(TASK OBJECTIVE): Count the lines in the material below that contain the string "outlet", and give only that number.

Pointing records:
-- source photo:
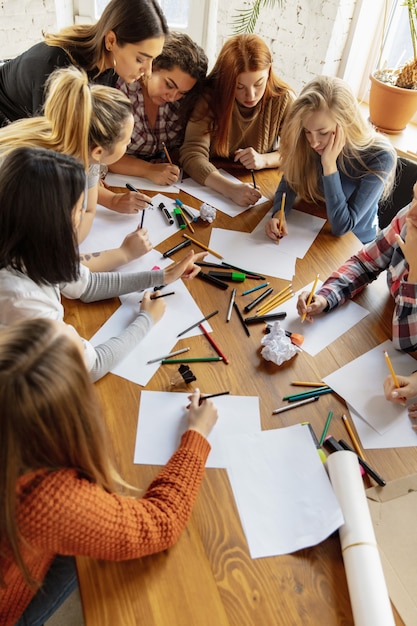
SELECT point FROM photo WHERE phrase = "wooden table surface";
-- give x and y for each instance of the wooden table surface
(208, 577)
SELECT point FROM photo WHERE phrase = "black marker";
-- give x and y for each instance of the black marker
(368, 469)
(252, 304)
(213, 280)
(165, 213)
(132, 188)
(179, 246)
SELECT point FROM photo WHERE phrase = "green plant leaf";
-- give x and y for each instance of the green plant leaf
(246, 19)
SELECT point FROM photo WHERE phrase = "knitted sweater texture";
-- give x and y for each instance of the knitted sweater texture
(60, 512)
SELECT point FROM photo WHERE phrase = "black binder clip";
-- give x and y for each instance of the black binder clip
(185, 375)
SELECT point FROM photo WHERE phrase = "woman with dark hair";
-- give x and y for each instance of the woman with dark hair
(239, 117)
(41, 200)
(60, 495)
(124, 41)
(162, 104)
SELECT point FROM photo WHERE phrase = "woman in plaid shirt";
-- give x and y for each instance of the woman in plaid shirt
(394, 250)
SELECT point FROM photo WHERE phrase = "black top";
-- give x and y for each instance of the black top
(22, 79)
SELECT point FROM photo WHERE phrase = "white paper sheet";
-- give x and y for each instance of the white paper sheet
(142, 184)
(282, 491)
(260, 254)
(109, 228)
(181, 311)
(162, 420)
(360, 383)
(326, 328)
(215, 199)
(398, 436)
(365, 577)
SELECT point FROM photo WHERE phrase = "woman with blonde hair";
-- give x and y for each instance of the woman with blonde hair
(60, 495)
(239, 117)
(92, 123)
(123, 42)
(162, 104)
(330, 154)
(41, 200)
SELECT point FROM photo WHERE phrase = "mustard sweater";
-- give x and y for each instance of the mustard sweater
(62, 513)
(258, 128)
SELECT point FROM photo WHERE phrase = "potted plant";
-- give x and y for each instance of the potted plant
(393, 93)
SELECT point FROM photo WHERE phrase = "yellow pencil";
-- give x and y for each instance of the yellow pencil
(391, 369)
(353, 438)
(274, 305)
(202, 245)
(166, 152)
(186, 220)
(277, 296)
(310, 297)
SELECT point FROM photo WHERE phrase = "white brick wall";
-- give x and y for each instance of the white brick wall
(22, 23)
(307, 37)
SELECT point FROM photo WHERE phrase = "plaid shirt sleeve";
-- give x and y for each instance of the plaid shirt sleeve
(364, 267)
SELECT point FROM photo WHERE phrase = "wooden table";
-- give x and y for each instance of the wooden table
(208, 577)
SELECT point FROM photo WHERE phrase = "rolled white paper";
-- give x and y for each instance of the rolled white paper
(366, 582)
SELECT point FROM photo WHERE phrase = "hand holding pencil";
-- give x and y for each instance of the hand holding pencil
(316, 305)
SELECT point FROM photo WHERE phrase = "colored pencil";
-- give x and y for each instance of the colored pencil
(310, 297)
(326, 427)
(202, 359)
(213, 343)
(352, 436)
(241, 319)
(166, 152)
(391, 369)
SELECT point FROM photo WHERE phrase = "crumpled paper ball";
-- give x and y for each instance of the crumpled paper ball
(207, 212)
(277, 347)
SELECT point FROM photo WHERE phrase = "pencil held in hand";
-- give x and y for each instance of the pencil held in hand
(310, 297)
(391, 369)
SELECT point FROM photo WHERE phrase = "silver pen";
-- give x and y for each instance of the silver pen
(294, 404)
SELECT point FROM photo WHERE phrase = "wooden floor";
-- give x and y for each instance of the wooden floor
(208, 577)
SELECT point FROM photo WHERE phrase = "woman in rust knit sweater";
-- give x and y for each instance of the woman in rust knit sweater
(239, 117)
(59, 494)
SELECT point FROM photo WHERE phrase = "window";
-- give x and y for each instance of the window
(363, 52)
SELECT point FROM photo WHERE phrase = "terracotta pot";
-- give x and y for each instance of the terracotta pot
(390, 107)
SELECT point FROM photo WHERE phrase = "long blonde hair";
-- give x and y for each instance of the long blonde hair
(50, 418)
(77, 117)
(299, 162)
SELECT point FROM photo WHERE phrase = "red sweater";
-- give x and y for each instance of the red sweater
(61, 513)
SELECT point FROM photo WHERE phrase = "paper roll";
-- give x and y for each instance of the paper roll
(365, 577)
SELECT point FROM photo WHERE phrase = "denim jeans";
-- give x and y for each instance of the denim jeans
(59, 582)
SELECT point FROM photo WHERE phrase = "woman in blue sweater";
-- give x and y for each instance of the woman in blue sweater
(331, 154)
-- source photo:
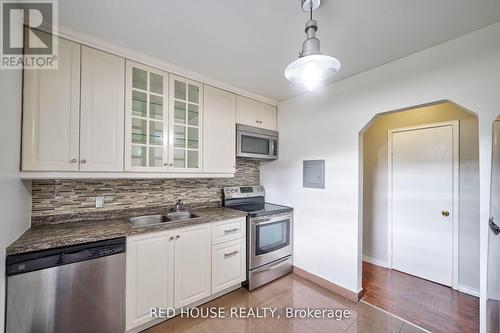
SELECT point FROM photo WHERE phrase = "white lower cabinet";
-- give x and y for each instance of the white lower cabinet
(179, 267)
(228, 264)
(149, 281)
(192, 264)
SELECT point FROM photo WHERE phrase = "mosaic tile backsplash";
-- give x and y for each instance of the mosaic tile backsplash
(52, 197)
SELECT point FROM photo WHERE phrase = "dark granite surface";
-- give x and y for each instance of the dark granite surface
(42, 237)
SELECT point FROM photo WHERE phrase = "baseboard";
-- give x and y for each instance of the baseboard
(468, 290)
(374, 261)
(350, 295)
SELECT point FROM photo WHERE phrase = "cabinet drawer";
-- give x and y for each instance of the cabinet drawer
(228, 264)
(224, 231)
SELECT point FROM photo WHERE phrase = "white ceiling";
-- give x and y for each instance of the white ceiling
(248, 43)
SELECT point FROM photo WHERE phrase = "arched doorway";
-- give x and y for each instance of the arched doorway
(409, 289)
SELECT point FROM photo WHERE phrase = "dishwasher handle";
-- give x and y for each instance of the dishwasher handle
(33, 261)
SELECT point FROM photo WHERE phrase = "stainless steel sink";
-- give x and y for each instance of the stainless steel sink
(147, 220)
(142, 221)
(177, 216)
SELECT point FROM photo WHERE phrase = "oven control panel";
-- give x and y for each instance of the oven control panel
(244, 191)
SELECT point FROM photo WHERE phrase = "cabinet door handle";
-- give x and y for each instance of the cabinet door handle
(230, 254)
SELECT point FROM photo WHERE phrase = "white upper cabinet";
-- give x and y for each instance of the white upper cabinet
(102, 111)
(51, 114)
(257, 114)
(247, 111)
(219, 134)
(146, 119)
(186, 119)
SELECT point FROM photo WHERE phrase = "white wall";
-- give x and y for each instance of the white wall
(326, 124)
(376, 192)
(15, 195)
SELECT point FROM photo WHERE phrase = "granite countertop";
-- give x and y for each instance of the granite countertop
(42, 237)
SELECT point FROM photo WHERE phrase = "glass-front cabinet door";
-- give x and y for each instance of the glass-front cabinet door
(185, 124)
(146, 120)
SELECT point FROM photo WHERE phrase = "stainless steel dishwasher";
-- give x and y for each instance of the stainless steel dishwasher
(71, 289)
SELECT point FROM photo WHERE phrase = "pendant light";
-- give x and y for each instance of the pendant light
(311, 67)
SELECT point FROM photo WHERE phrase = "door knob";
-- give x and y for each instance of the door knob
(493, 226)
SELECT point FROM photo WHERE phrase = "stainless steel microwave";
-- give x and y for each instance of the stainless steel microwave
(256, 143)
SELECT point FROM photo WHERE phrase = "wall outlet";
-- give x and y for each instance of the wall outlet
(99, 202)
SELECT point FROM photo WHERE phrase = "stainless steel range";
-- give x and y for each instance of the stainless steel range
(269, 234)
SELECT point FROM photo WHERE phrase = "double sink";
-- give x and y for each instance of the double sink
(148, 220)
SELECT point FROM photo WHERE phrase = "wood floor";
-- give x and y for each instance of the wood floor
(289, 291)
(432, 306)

==

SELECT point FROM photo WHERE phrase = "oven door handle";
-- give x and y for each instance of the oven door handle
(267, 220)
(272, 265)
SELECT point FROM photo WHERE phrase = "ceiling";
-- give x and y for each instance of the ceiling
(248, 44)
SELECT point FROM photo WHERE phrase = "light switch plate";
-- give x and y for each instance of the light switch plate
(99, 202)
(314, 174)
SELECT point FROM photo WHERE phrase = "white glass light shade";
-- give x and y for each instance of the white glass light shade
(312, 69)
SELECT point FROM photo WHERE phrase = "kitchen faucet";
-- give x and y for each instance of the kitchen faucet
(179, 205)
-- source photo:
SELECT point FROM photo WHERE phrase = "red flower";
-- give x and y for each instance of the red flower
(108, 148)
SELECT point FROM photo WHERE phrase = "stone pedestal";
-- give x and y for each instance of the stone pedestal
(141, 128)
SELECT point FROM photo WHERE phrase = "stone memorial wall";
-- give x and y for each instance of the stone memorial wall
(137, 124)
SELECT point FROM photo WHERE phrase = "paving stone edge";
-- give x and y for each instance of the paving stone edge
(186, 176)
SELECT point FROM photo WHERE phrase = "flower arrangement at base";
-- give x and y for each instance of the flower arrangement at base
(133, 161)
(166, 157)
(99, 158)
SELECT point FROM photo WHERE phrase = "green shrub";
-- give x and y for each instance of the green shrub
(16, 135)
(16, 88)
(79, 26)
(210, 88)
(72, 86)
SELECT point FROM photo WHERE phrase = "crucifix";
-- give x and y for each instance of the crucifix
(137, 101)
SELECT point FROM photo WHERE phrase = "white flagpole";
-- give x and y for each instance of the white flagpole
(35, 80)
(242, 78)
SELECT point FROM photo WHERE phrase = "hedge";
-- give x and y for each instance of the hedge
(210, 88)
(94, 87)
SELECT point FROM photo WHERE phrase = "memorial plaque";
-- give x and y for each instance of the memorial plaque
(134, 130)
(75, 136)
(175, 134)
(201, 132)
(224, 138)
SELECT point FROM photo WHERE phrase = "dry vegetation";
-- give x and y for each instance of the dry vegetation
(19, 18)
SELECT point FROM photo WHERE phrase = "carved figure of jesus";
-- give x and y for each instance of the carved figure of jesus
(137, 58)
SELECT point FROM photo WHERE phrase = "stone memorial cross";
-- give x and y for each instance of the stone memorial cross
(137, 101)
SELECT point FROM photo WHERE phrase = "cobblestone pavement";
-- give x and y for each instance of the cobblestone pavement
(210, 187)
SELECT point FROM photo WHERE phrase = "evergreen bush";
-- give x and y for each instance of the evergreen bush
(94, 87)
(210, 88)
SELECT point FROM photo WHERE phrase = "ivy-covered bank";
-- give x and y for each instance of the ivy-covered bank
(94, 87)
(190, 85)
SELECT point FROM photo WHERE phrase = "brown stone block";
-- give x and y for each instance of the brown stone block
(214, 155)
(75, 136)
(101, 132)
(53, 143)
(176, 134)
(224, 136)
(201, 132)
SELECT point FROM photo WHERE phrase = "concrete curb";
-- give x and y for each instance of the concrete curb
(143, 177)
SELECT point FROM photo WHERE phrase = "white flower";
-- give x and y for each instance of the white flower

---

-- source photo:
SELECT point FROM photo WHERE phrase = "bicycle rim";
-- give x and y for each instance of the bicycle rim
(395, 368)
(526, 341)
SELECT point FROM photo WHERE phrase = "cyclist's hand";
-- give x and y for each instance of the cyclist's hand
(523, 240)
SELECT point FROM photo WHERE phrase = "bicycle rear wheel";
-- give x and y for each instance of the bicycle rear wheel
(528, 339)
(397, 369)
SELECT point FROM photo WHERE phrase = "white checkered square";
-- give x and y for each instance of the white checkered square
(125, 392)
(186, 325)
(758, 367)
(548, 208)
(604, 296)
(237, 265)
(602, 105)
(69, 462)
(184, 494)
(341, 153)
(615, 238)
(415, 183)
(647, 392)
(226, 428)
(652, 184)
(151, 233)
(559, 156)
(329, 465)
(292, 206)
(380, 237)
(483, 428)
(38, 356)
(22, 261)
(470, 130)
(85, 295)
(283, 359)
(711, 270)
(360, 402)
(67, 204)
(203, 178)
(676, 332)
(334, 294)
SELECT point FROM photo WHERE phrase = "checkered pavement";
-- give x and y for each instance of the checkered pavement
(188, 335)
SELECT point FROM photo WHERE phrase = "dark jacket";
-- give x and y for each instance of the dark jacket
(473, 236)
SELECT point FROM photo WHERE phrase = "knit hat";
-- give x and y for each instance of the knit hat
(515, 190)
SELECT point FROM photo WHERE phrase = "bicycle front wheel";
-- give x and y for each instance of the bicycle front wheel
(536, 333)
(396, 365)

(REPLY TO THE TASK): 2